THINGS TO DO.
1. According to the Xeon E5-2680 v4 review, how many PCI Express lanes does the processor support?
2. Write the next part of the Xeon E5-2680 v4 review, picking up after its final sentence.

PASSAGE.
Intel Xeon E5-2680 v4

Intel Xeon E5-2680 v4
Intel Xeon E5-2680 v4 processor review

Intel Xeon E5-2680 v4: A Cheap Processor, But Not Always a Cheap Build

In the secondary market, the Intel Xeon E5-2680 v4 looks like an almost ideal foundation for a budget workstation. For a relatively low price, the buyer gets 14 cores and 28 threads-a combination that, on paper, is more advantageous than any modern budget processor. However, the price of the chip can be misleading: the motherboard, memory, and cooling can end up costing more than the Xeon itself, and the finished system may consume more power than a newer computer.

The E5-2680 v4 was released in 2016 and belongs to the Broadwell-EP server generation. It is a 14-core processor with low clock speeds, designed primarily for extended multithreaded workloads. It partially compensates for its low individual core speed with quad-channel memory support, ECC support, and 40 PCI Express lanes.

However, the number of cores doesn’t indicate how fast such a computer will be for everyday tasks. In rendering and virtualization, the Xeon can utilize all 28 threads, but in gaming and everyday applications, it falls behind modern six-core processors.

In Which Tasks Are 14 Cores Helpful?

The E5-2680 v4 was designed for servers and workstations where parallel data processing is more important than the speed of one or two cores. It performs best under workloads that are evenly distributed among dozens of threads.

All 14 cores can be utilized in the following tasks:

  • CPU rendering;
  • Encoding multiple videos;
  • Compiling large projects;
  • Archiving and batch processing files;
  • Running multiple virtual machines;
  • Operating a home server.

Here, additional cores reduce processing time or allow for more tasks to run simultaneously.

(Data drawn from a collection)
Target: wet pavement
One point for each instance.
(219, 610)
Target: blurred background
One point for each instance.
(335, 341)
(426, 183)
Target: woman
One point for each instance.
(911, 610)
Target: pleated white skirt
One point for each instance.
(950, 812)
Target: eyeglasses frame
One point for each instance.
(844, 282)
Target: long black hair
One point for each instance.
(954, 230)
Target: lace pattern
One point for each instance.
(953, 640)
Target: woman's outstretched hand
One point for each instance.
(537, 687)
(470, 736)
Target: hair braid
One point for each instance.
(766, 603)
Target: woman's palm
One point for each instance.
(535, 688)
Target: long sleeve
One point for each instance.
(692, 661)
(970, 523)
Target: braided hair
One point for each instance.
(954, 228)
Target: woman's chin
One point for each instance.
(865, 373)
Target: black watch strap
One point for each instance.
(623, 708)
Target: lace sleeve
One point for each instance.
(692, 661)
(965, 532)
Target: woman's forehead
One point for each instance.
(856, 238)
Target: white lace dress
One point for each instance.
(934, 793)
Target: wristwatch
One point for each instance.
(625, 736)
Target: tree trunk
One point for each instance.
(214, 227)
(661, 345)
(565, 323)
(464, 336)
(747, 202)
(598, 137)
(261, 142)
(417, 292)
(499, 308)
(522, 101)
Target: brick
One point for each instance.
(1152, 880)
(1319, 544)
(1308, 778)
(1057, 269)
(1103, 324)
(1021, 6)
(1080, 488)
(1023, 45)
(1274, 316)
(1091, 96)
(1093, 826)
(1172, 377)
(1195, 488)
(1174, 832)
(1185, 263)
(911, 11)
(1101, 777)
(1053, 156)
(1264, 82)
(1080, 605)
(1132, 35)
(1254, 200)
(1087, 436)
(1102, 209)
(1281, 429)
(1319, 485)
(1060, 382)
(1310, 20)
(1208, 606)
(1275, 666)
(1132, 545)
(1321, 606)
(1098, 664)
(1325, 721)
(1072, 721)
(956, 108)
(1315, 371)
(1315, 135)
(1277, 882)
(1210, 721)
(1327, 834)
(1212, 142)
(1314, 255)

RESULTS BY TASK.
1. It supports 40 PCI Express lanes.

2.
Today, the E5-2680 v4 is most suitable for an inexpensive workstation or home server with 64-128 GB of memory, several drives, and parallel workloads. In such a computer, support for ECC, quad-channel DDR4 memory, and 40 PCI Express lanes is more important than having a high frequency for a single core.

Why a Modern Six-Core Processor Is Faster in Everyday Tasks

The Broadwell architecture and low clock speeds particularly limit the E5-2680 v4 in short and poorly parallelizable tasks. The maximum 3.3 GHz is achieved only under limited load, while the frequency remains significantly lower when all cores are active.

For browsers, office applications, and many games, the speed of a few cores, modern architecture, and low memory latency are more critical than having 28 threads.

Thus, a modern Core i5 or Ryzen 5 responds more quickly to user actions and completes short calculations sooner. The advantage of 28 threads becomes evident only in programs designed for such a level of parallelism.

What Makes the LGA2011-3 Platform Still Useful

The value of such a build extends beyond just the processor. The E5-2680 v4 supports quad-channel DDR4 memory, ECC Registered server modules, and 40 PCI Express 3.0 lanes.

In a regular home PC, most of these features may go unused. However, a workstation or server benefits from a large amount of memory and an abundance of PCI Express lanes.

On the LGA2011-3 platform, you can install:

  • A large amount of inexpensive server memory;
  • Several NVMe drives via adapter boards;
  • A discrete graphics card;
  • A 10 Gb/s network adapter;
  • A RAID or HBA controller;
  • Other expansion cards without the need to share multiple available lanes among devices.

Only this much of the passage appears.